But, of course, in a very large, federal nation like the United States, there are always elections going on somewhere, most of them at state and county level but some of them with implications for the federal government. This week has been one of those times. And it’s been an excellent week for Democrats fighting back after Trump’s election to the White House a year ago and for diversity at a time when Trump and his allies are so bigoted and discriminatory.
Sone of the bigger victories are as follows:
- In Virginia, Democrat Ralph Northam beat Republican Ed Gillespie by nearly nine percent, the biggest margin of victory for Democrats in the state’s governorship election in decades.
- In New Jersey, Democrat Phil Murphy crushed Republican Chris Christie with a 14 percentage point lead.
- In New York City, incumbent Democrat mayor Bill de Blasio won re-election, taking 67% of the vote.
- In Boston, again the Democratic mayor; Marty Walsh, was returned with a good majority.
Furthermore, the elections brought a substantial number of firsts and near-firsts for racial and religious minorities, for the LGBT community and for far-left progressives.
You can check out 10 such victories here.
But Democrats did not win every contest on Tuesday night. For instance, a special election in Utah kept an open House of Representatives seat in Republican hands.

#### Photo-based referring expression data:

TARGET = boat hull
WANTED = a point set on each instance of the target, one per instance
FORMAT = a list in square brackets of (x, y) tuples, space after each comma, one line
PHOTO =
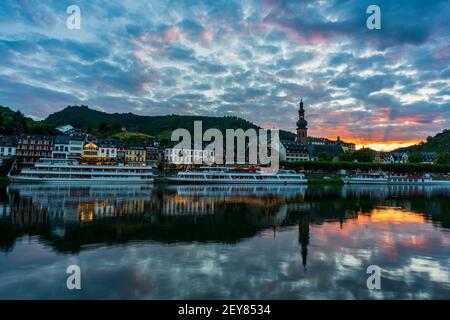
[(398, 183), (358, 181), (176, 180), (19, 179)]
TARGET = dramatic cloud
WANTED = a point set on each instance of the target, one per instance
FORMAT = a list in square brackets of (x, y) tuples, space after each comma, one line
[(254, 59)]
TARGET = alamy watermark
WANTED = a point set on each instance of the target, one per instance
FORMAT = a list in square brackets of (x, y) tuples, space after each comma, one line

#### Exercise prompt:
Pick up the election piece above where it stops and continue it.

#### Output for this exercise:
Meanwhile President Donald Trump, currently touring Asia, has a disapproval rating of 59%, the worst figure for any president at this point in his term since modern polling began and the worst mark for his term so far. Yet 81% of Republicans still approve of his performance.
So what happens now?
Democrats will be focused on the election to the House of Representatives in November 2018 and stand a reasonable chance of securing a majority – but there is a lot of hard work to do. As a consequence of gerrymandering, money in politics and voter suppression, Democrats will face plenty of challenges next year.
As far as the White House is concerned, I can’t see a ‘smoking gun’ appearing from investigations into the relationship between Trump and Russia and I can’t see a successful impeachment of Trump, but I could imagine him resigning either through scandal or frustration. The trouble is that he would be succeeded by Vice-President Mike Spence who is ideologically probably even worse than Trump. But at least we might have some basic competency in the Oval Office.